SOURCE DOCUMENT ->
In June, Matthew Barney’s “Drawing Restraint 9” will be shown as part of a larger exhibit comprising paintings, drawings, videos, sculptures and photographs at the San Francisco Museum of Modern Art. The installation will take up the entire fourth floor, with walls removed so that visitors can enjoy “a non-linear experience of the art,” according to the museum’s announcement. But first, IFC Films will provide the linear experience of watching the movie on its own in theaters. Fans of the “Cremaster” series, and moviegoers of a more stoical bent, will be happy to hear it. Others may find that the film, which clocks in at 2 hours, 15 minutes, makes them yearn for the relative boundlessness of a museum gallery, where one is free to roam, wander, take a break to go to the bathroom.

I don’t mean that facetiously. A narrative thread runs through the movie, but as narrative threads go, this one is gossamer filament. The film is more of a comment on tradition, ritualized worship, violence and the movies than it is a movie itself. Barney’s first collaboration with Bjork -- his real-life partner, who provided the soundtrack -- and almost entirely silent save for the score and a few inconsequential remarks toward the middle, “Drawing Restraint 9” is much more atmospheric than it is plot-driven. Also, it’s gorgeous -- much more interesting to look at than to watch.

Object location annotation data ->
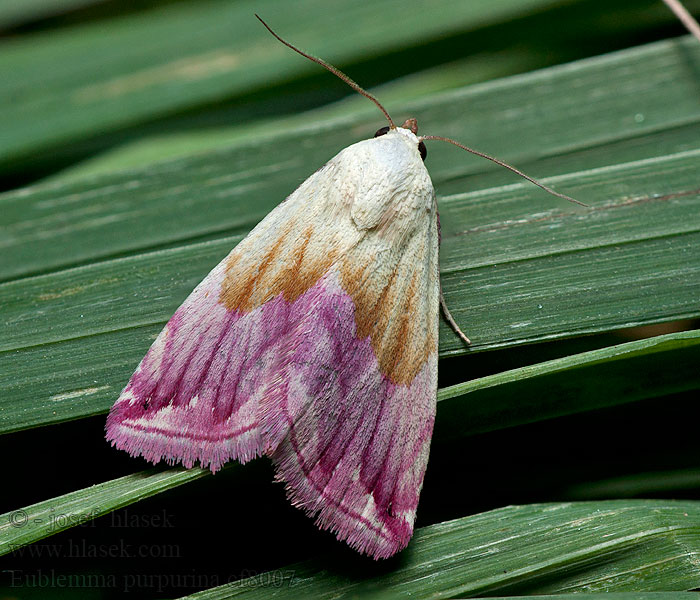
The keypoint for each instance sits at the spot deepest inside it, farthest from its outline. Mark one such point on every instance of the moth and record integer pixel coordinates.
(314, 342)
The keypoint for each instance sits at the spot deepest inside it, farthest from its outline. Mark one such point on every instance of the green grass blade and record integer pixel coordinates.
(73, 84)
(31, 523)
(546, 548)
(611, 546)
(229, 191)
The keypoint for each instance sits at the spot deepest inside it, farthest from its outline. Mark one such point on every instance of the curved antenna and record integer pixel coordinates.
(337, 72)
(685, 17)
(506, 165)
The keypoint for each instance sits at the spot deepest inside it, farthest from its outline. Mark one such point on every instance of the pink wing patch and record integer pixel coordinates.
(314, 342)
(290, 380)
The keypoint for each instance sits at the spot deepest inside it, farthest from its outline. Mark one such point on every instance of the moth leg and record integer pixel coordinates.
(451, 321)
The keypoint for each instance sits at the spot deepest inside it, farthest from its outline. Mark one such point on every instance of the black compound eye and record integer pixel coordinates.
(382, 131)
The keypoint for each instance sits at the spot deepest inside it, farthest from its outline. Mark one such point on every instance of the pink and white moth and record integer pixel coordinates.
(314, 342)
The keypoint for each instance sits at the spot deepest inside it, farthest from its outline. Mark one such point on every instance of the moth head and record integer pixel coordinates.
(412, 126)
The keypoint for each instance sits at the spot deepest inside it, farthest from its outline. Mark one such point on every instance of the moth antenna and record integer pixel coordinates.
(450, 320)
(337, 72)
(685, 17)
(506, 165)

TASKS TO PERFORM ->
a) Please extract every line of the listing that contains the word "record", treating uppercase and lowercase as different.
b) Carry on the film review from its last sentence.
The listing has no connection to the film review.

ANSWERS IN ORDER ->
a)
The keypoint for each instance sits at the spot deepest inside it, farthest from its outline. Mark one such point on every instance of the moth and record integer pixel coordinates.
The keypoint for each instance sits at the spot deepest inside it, farthest from its outline. Mark one such point on every instance of the green grass blade and record integer pixel coordinates.
The keypoint for each instance sits at the spot deepest inside it, farthest from its outline. Mark one such point on every instance of the curved antenna and record integer pixel coordinates.
The keypoint for each instance sits at the spot deepest inside it, farthest from its outline. Mark one such point on every instance of the pink wing patch and record integer pixel coordinates.
The keypoint for each instance sits at the spot deepest inside it, farthest from its outline. Mark one such point on every instance of the moth leg and record integer pixel coordinates.
The keypoint for each instance sits at the spot deepest inside it, farthest from its outline. Mark one such point on every instance of the black compound eye and record integer pixel coordinates.
The keypoint for each instance sits at the spot deepest inside it, farthest from its outline. Mark one such point on every instance of the pink and white moth and record integer pixel coordinates.
The keypoint for each instance sits at the spot deepest inside it, farthest from its outline. Mark one such point on every instance of the moth head and record integer pixel coordinates.
The keypoint for each instance sits at the spot deepest inside it, farthest from its outline. Mark one such point on every instance of the moth antenna and record integer pixel coordinates.

b)
Still, “DR9” looks epic, which is either the film’s main selling point or its biggest drawback. Its title, and Barney’s preoccupation with discipline and limits notwithstanding, the movie begs to be called expansive. It’s as large and pudding-edged as the huge, bisected Vaseline suppository at its visual and symbolic center. It’s safe to assume the Vaseline pool represents what the artist has previously referred to as “the orifice and its closure -- the body and its self-imposed restraint.” The shape has also been likened to a football field. Athletics and sexuality represent Barney’s fixation with pushing boundaries.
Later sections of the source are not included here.